_Brief 1_: In the forum post about a troubled marriage, in what month and year did the poster get married?
_Brief 2_: Pick up the forum post about a troubled marriage after its last sentence and keep writing it.

_Source document_:
# Guys i really need help please help



## James01 (Feb 2, 2018)

*I really need help please guys*

I really need help please guys

This may be long but i really need advice . I got married March of 2016. but i haven’t been faithful. I’ve been verbally Abusive, emotionally also. I am very irresponsible i recently lost my job and thru out our marriage i put a financially strain on everything. We were recently living with her parents because of me not being responsible. About a month ago i moved out and that really hurt her. The reason i moved because me and her really don’t get along i feel like she doesn’t sumit to me but i give her more than enough reasons not to. I get mad when she don’t wash my clothes or fix me dinner . 

Honestly i have literally been the most terrible husband a woman could ask for . And my wife is a great woman . She is smart , very beautiful, and has a great heart . I also enjoy her sex and i don’t understand why i cheat. I actually cheated 4 years ago and had a child on her . I have four children all together. Two by my wife and two with someone else . I think she is done with me and i am very sad about it. I really want to work things out but i don’t know if i should . She hasn’t filed for divorce yet but she admitted that has male friends who she text and maybe go out with . I can honestly say before she told me that i wasn’t interested on fixing our marriage.

_Record list_:
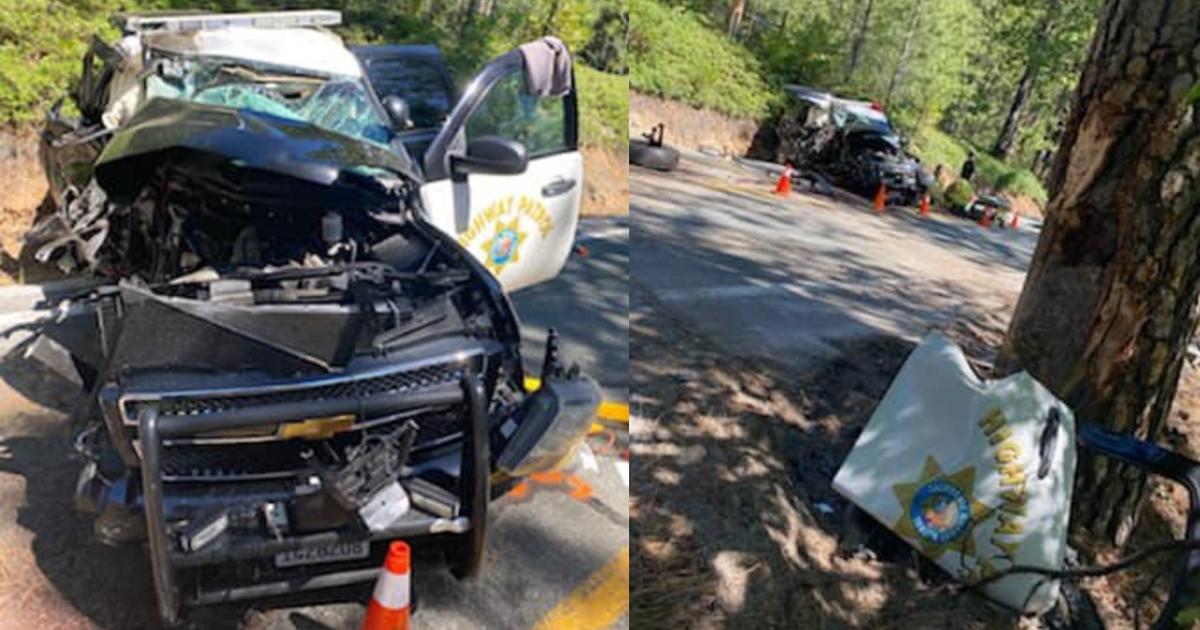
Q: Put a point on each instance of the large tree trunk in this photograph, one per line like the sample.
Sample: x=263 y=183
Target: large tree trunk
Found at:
x=859 y=42
x=1110 y=299
x=1007 y=138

_Exercise result 1_: March of 2016.

_Exercise result 2_:
I really do want her to be happy as crazy as it may sound. Me and her really don’t have a lot in common she’s very intellectually. She has a master degree. I barley graduated high school. I hacked her social media and looked at some of the convos she has with other guys and they are very deep and intellectually. She told me i don’t stimulate her in that way i usually just talk about rap music and sports she is heavy into astrology and spirituality.so i know she is truly happen now . I deal with depressed and anxiety and it’s very bad i often project my Insecurities on her. What ever i hate about myself i think she hates about me and i treat her as if she does . As crazy as it sounds i do love her and i thought i was ready to let go when i moved out but i see now that i am not or maybe I’m just scared to let go. 

Before we married we had two real break ups like the one now and the same thing i didn’t care until i knew she was talking to other guys and then i sold her dreams to get her back and after awhile i returned to my old self . I think if i get help with my depression and things i can keep her happy . Me and her use to have a lot of fun when we first met in 2012. We were both 23 at the time but as time went by it flamed out. I know this may offend some people and i am sorry I’m such a bad husband i really do want. To be a better person overall . We haven’t tried marriage counseling yet. 

Should i try or just let her go ? She has every right to want to leave and i understand that but I’m just really confused


----------



## arbitrator (Feb 13, 2012)

*You need to be telling her this ~ not us!

And please consider getting into individual counseling!*


----------



## James01 (Feb 2, 2018)

[QOTE=arbitrator;19016841]*You need to be telling her this ~ not us!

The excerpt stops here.